#### WHAT THIS TASK INVOLVES:
Rewrite the stretch of records below from the line containing "Which pixel sits on the pair" through the line containing "Which pixel sits on the bright", keeping the requests, and offset every coordinate in the answers by adding 68 to it. Give only those lines.

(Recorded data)
========================================================================

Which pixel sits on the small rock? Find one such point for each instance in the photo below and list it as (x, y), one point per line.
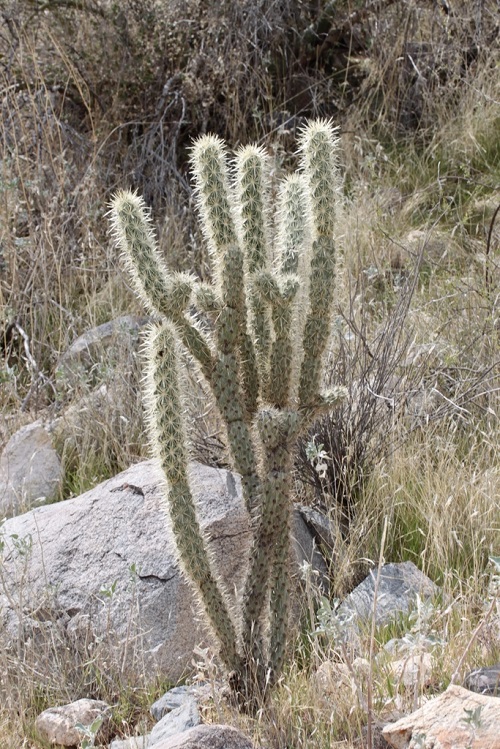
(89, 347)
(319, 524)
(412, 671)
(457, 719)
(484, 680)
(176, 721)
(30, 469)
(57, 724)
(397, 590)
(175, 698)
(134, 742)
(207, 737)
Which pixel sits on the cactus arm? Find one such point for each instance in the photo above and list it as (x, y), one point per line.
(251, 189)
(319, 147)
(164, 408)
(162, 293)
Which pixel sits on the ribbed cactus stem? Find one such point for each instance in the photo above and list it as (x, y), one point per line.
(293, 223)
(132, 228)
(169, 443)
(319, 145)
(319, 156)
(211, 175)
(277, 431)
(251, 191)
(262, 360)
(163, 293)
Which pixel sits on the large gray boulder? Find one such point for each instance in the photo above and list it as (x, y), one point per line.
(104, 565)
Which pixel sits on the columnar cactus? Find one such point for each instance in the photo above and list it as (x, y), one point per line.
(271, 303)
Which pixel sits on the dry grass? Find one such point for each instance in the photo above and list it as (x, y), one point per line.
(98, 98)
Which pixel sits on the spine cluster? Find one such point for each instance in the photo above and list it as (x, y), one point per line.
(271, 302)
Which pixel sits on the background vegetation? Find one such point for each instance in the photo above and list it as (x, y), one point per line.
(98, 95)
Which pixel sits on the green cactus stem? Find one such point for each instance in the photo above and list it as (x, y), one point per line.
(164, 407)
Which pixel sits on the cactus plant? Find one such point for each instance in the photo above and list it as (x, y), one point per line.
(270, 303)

========================================================================

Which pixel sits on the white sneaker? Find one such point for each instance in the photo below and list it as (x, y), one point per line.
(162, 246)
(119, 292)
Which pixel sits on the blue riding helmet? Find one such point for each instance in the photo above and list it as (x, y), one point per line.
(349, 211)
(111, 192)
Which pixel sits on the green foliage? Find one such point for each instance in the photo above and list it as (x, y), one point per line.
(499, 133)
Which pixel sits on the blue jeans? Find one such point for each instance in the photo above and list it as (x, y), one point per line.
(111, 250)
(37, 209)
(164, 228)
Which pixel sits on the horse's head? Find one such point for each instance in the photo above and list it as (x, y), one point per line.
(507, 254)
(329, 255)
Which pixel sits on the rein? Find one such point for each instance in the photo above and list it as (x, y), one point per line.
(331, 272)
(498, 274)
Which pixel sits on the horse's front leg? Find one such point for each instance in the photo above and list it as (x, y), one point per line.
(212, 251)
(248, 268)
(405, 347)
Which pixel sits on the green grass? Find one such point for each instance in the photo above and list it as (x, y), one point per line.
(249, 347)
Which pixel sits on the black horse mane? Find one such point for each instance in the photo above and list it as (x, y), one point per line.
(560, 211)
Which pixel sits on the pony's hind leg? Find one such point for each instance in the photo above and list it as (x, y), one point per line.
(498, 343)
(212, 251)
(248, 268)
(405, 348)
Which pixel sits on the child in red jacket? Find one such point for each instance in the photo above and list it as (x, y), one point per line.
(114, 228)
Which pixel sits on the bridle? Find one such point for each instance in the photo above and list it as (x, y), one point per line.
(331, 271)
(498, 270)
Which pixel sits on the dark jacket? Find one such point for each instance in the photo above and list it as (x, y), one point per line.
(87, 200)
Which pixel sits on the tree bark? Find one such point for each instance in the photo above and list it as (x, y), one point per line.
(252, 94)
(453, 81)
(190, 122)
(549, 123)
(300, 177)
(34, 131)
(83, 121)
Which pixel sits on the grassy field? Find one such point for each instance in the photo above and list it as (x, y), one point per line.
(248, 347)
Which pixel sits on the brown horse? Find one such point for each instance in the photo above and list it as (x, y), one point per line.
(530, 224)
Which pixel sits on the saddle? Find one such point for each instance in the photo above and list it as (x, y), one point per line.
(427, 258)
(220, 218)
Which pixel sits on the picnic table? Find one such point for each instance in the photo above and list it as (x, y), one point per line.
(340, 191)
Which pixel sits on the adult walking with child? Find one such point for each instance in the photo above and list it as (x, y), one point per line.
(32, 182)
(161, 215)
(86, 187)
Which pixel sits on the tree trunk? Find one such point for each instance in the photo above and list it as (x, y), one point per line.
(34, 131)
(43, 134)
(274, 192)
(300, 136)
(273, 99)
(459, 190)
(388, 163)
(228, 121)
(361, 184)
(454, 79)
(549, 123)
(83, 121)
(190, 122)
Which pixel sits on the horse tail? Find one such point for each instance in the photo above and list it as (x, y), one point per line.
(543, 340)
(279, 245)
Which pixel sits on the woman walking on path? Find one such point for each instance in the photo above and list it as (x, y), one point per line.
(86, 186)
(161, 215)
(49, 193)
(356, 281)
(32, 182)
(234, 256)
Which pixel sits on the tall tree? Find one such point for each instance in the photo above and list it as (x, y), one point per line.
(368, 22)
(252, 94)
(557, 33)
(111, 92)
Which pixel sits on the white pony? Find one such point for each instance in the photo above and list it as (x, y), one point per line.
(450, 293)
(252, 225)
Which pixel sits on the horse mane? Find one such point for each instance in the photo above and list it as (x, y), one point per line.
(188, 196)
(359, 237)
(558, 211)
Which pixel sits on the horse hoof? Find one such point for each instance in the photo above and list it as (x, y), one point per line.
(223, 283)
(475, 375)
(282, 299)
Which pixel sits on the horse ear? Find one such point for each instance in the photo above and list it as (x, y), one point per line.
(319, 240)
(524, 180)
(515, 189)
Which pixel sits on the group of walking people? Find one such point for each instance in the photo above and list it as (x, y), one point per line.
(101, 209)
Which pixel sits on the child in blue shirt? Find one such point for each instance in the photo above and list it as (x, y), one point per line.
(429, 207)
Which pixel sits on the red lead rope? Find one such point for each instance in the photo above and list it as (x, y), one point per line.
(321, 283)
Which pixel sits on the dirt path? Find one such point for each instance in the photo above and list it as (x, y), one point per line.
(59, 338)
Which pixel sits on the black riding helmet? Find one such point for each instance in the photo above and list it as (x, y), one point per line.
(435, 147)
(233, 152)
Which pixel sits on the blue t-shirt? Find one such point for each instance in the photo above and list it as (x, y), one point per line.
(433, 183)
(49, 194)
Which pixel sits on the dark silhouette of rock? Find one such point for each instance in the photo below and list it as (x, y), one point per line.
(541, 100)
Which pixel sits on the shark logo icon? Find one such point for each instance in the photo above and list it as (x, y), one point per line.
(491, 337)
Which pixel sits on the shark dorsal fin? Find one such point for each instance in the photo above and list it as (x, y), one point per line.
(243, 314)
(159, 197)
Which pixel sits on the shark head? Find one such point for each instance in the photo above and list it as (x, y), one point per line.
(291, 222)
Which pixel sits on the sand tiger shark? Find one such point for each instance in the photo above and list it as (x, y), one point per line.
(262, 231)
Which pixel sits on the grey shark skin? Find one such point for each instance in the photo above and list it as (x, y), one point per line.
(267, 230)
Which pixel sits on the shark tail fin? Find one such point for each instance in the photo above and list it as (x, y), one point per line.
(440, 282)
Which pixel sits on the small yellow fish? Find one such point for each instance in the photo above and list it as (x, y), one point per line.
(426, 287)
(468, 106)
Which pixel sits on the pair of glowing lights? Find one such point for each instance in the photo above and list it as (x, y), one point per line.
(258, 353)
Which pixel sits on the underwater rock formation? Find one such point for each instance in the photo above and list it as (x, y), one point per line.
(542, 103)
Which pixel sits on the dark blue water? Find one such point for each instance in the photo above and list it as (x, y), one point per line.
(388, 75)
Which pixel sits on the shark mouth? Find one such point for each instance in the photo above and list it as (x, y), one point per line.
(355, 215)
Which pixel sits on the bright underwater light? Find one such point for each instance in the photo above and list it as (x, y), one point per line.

========================================================================

#### RESULT FOR THIS TASK:
Which pixel sits on the pair of glowing lights? Find one such point for each instance in the photo above and list it as (x, y), one point per line.
(326, 421)
Which pixel sits on the underwater rock formation? Find one such point for each instance in the photo above and list it as (x, y), one point per line.
(610, 171)
Which pixel sits on the dark blue water? Find one such point for each instance in the photo above and list it as (x, y), one point per line.
(456, 143)
Which pixel sits on the shark mouth? Find one such point for each instance in the photo above and list it as (x, y), one point per line.
(423, 283)
Which pixel sits on the bright underwater light? Find one such point for each instance in the photo above and list it as (x, y), one point per line.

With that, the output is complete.